→ **Task brief**
Verbatim transcription with images omitted: return the entries below in full.

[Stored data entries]
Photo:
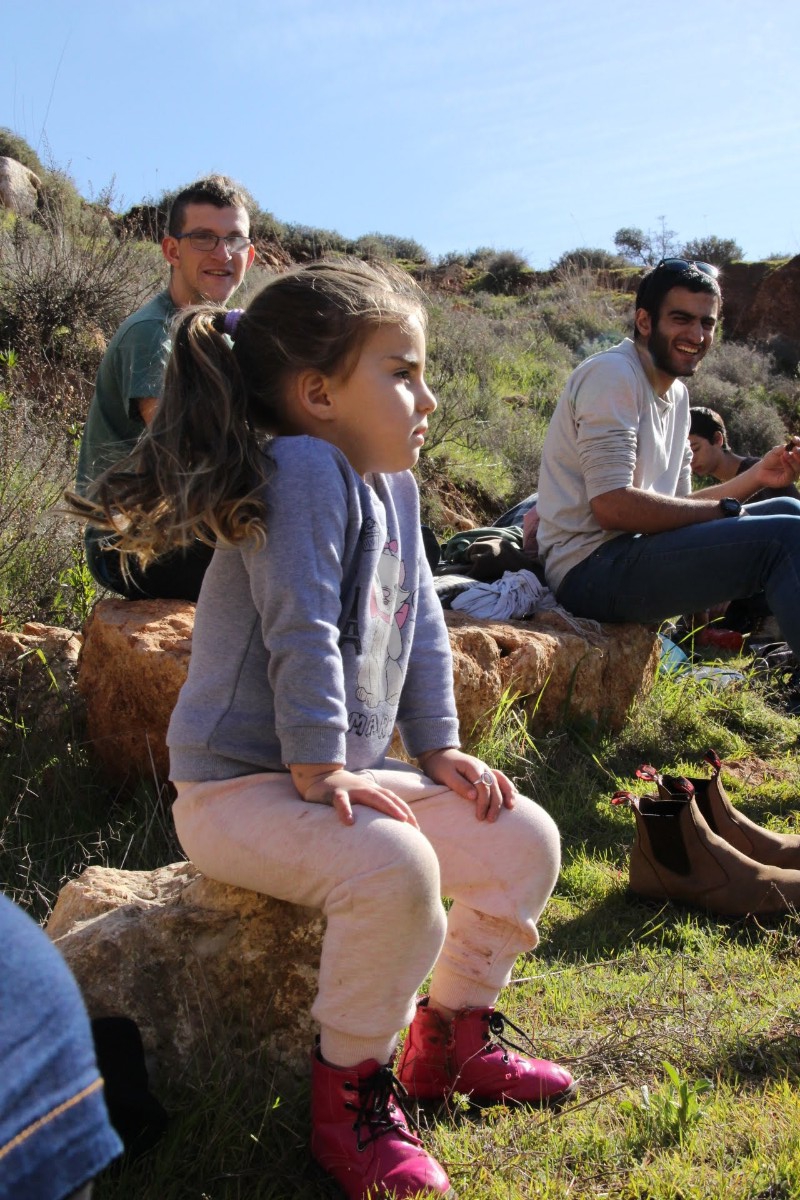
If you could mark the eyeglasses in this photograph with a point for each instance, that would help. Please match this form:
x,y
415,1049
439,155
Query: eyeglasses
x,y
209,241
686,264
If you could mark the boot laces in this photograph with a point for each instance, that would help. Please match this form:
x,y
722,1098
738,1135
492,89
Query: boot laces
x,y
497,1024
379,1098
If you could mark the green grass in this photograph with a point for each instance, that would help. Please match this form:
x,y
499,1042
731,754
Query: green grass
x,y
684,1030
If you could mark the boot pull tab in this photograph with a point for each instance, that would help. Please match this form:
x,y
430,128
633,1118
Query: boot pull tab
x,y
713,760
647,772
677,785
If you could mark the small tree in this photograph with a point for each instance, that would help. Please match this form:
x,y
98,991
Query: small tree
x,y
647,247
719,251
589,258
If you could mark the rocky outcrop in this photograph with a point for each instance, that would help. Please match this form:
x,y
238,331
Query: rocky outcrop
x,y
136,657
762,303
206,971
19,187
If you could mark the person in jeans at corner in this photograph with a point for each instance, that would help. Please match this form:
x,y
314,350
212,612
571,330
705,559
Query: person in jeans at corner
x,y
55,1134
209,251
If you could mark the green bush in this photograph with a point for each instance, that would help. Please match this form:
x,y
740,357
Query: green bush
x,y
65,286
14,147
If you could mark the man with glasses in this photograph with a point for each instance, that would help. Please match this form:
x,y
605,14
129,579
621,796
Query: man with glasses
x,y
209,251
621,533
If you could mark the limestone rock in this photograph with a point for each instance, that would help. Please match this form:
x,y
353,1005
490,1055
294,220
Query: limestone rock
x,y
762,301
554,671
19,186
37,676
136,657
132,665
206,971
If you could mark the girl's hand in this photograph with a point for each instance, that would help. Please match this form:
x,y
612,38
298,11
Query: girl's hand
x,y
330,784
470,779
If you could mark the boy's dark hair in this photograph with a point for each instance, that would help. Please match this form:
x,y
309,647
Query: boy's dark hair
x,y
705,423
668,275
216,190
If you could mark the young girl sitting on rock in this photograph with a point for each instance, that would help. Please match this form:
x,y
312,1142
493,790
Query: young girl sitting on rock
x,y
287,432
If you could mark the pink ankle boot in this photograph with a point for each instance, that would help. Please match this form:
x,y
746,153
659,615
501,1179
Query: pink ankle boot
x,y
360,1134
440,1057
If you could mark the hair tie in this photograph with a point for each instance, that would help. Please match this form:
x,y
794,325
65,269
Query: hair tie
x,y
232,321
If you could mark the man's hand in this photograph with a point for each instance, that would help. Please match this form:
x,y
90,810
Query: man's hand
x,y
470,779
780,466
332,784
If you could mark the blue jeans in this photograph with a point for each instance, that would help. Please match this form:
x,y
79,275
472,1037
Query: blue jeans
x,y
649,577
54,1129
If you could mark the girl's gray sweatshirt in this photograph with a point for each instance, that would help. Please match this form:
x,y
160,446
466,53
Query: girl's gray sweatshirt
x,y
312,648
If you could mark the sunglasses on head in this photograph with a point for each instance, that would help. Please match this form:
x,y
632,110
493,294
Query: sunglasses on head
x,y
686,264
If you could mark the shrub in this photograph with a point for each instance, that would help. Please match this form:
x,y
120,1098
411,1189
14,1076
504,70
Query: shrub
x,y
65,286
386,246
37,547
743,385
649,246
13,147
719,251
578,313
306,243
505,274
588,258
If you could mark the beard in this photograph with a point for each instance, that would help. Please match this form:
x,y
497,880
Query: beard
x,y
668,363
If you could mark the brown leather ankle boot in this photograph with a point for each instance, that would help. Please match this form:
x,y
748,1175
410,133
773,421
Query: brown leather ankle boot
x,y
678,857
763,845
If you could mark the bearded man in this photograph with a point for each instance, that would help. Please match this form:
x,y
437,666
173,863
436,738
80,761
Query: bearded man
x,y
621,534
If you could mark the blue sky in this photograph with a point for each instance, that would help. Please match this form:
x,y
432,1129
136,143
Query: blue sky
x,y
527,125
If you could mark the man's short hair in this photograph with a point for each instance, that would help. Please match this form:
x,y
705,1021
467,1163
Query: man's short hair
x,y
216,190
673,273
704,423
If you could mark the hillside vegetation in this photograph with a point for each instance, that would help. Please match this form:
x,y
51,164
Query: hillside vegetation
x,y
683,1029
503,340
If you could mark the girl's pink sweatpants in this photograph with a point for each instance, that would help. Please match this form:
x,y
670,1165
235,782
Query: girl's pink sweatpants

→ **Exercise output**
Photo:
If you could mark the eyeglasses in this photograph with a point for each instance, that would help. Please match this form:
x,y
415,1049
439,155
Query: eyeglasses
x,y
209,241
686,264
If you could mark the boot laces in this photograph with a point for each instance, that would help. Please match this form:
x,y
722,1098
738,1135
492,89
Query: boot laces
x,y
497,1024
379,1098
If you could mark the green grass in this photograph with a point for each instance, that would help. Please match this form:
x,y
499,1042
731,754
Query: green grass
x,y
684,1030
If you could mark the boot pull tab in this photograph with a point for each instance, that would help. Please match this form:
x,y
430,128
633,1118
Query: boot pull tab
x,y
713,760
647,772
677,785
If you could mark the small tree in this photograph with a point for each instance, that would help. Please match this form:
x,y
98,991
Query: small tree
x,y
647,247
719,251
589,258
If you could mark the rocky outcrop in this photograph with a point for each instance, that would help. Please match this form:
x,y
238,331
Query: rocky outcrop
x,y
136,657
762,303
206,971
19,187
If you could mark the person in jeans at corner in this photograph with a point for each instance, that would help. Please match this form:
x,y
314,350
212,612
571,330
705,559
Query: person in jeans at corner
x,y
55,1134
209,251
If you could mark the green bush in this photograph with a point for each instance, that would help. Please match this form:
x,y
740,357
Query: green bush
x,y
65,286
14,147
If you could mark the man with glasses in this photograph with a point for each instance, that would help. Please match this form:
x,y
605,14
129,579
621,796
Query: man with glasses
x,y
209,251
621,533
If you could mark the limestone rock in this photograph with a point for each instance, that would help. Please match this form:
x,y
353,1005
490,1055
294,220
Query: limestone rock
x,y
762,301
554,671
19,186
37,676
136,657
132,665
206,971
If you could mark the girl's hand in this photograph with a point for each instance, that would help. Please match this form:
x,y
612,38
298,11
Query: girl's hand
x,y
330,784
470,779
If you could mark the boy's dark hair in this photograph with a point for each instance, that would help. Please match this form:
x,y
309,647
Query: boy's dark hair
x,y
705,423
668,275
216,190
If you could mark the young girl sitting on rock in this photograph with a point for each instance, that would help. Please match this form:
x,y
312,1142
493,790
Query: young girl sitting on rock
x,y
287,432
If you could mark the pink ankle boot in this photograph with a point for each instance, that would help. Please match this form:
x,y
746,153
659,615
501,1179
Query: pink ankle boot
x,y
360,1134
440,1057
If you could mark the hair tie in this photograph with a point for each instance, that would help. Please match this form:
x,y
794,325
65,269
Query: hair tie
x,y
232,321
If you could mark the man's hand in this photograph with a point for each instance, that would help. Please match this form:
x,y
90,810
Query: man's hand
x,y
470,779
780,466
332,784
If you could mark the blue jeans in this photograph with a point for each instance, that would help. Please match this form:
x,y
79,275
472,1037
Query: blue jeans
x,y
649,577
54,1129
If you could mark the girl's gray sweatshirt in this photograph with a point for each instance, that would help. Please match this form:
x,y
160,446
466,53
Query: girl's gray sweatshirt
x,y
312,648
If you could mark the sunglasses on head in this photograph with a point for each instance, that would help. Please match this form:
x,y
632,110
493,294
Query: sunglasses on head
x,y
686,264
If you could mark the shrub in this photograph with a point for each instance, that would help. Please match this form:
x,y
120,1098
411,1189
14,1076
504,70
Query: shrub
x,y
65,286
386,246
37,547
743,385
649,246
13,147
719,251
578,313
306,243
505,274
588,258
If you could mark the beard in this photograph with a point for each instance, that would help. Please match this form:
x,y
497,880
Query: beard
x,y
668,363
If you could mark the brown leather ankle boot in this photograph with a point for each instance, that would help. Please match this form:
x,y
748,1175
410,133
773,421
Query: brown leather ankle boot
x,y
678,857
763,845
If you could mark the bearded man in this photograph with a point for each instance, that would help. Please match this form:
x,y
437,666
173,863
436,738
80,761
Query: bearded man
x,y
621,534
If you could mark the blue sky in this photograph with a point for each instance, that would help. Please match this form:
x,y
432,1129
136,143
Query: blue sky
x,y
527,125
If you could mark the man's short hair in this photograph with a point for each instance, that would help. Please match this form:
x,y
705,1021
467,1163
Query: man's short hair
x,y
216,190
673,273
704,423
If you could mark the hillside vegetation in this photograph with a point for each instance, that would help. Please match this form:
x,y
51,164
Query: hillside vegetation
x,y
683,1029
503,340
If you could mark the girl's pink sweatpants in this photograph with a point for each instance, that would help. Please match this form:
x,y
670,1165
235,782
Query: girl's pink sweatpants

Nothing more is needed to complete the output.